- Required task: Find the line containing "Category: cloud layer" in the material below; copy that line and all following lines exactly.

- Supplied records:

━━━━━━━━━━━━━━━━

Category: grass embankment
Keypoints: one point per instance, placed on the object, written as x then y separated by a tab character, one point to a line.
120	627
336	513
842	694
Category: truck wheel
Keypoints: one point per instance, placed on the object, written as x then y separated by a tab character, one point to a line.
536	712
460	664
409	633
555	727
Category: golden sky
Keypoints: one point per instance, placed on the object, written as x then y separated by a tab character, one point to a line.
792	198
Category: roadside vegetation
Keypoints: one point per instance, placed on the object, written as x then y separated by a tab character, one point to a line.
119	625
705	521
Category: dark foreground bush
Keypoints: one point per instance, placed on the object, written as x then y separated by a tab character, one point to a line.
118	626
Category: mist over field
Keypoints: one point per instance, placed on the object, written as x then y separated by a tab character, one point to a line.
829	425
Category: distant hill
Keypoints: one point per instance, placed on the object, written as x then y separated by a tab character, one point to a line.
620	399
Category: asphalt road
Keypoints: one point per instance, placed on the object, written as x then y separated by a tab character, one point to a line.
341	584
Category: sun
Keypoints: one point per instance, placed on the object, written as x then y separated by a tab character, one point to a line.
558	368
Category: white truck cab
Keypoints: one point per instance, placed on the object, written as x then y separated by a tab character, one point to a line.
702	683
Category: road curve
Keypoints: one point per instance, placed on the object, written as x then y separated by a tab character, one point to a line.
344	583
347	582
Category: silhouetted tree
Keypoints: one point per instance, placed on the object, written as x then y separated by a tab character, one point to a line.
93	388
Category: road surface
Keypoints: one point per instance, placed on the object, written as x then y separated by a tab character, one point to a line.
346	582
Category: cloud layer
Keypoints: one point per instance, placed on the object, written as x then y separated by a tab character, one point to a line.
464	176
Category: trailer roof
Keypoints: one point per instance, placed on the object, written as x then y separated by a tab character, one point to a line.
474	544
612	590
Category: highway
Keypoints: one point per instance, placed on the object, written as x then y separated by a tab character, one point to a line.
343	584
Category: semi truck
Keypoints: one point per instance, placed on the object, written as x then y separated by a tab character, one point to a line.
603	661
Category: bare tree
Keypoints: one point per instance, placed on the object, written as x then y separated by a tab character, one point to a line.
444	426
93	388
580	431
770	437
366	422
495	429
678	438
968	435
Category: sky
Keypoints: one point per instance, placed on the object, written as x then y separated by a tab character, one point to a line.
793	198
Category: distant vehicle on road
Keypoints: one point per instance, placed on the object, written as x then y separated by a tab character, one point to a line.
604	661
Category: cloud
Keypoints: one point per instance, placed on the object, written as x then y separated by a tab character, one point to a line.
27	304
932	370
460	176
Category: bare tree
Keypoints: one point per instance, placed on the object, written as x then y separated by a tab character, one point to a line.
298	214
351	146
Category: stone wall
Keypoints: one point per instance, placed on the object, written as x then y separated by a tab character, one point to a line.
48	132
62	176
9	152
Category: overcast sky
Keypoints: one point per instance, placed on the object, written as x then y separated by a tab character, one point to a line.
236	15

━━━━━━━━━━━━━━━━

- Problem solution:
Category: cloud layer
Keypoints: one point per instance, placed on the object, written as x then y separated by a tab character, one point to a line.
464	176
Category: trailer roof
Keypoints: one point per instance, placed on the object, written as x then y separated by a tab character, one point to a line.
474	544
612	590
Category: highway
Keypoints: one point per instance, placed on the object, written as x then y separated by a tab character, one point to a line.
343	584
Category: semi truck
Keypoints: one point per instance, placed on the object, written as x then y separated by a tab character, one point to a line.
603	661
Category: bare tree
Keypoints: one point per instance, placed on the object, written as x then y separated by a tab character, one point to a line.
444	426
93	388
580	431
770	437
366	422
495	429
678	438
968	435
Category: sky
Keypoints: one point per instance, placed on the object, written as x then y separated by a tab character, one point to a line.
793	198
Category: distant vehicle on road
Keypoints: one point per instance, placed on the object, written as x then y separated by a tab character, one point to a line.
604	661
Category: cloud
Keypoints: one point per instance, placed on the object, written as x then y separated by a tab character, one point to a line.
27	304
932	370
460	176
Category: bare tree
Keypoints: one point per instance, placed on the object, written as x then y separated by a tab character, one point to a line.
298	214
351	146
Category: stone wall
Keypoints: one point per instance, placed on the object, written as x then y separated by a tab character, one point to a line.
48	132
62	176
9	152
Category: overcast sky
Keypoints: one point per instance, placed on the object, written as x then y separated by a tab character, one point to a line.
236	15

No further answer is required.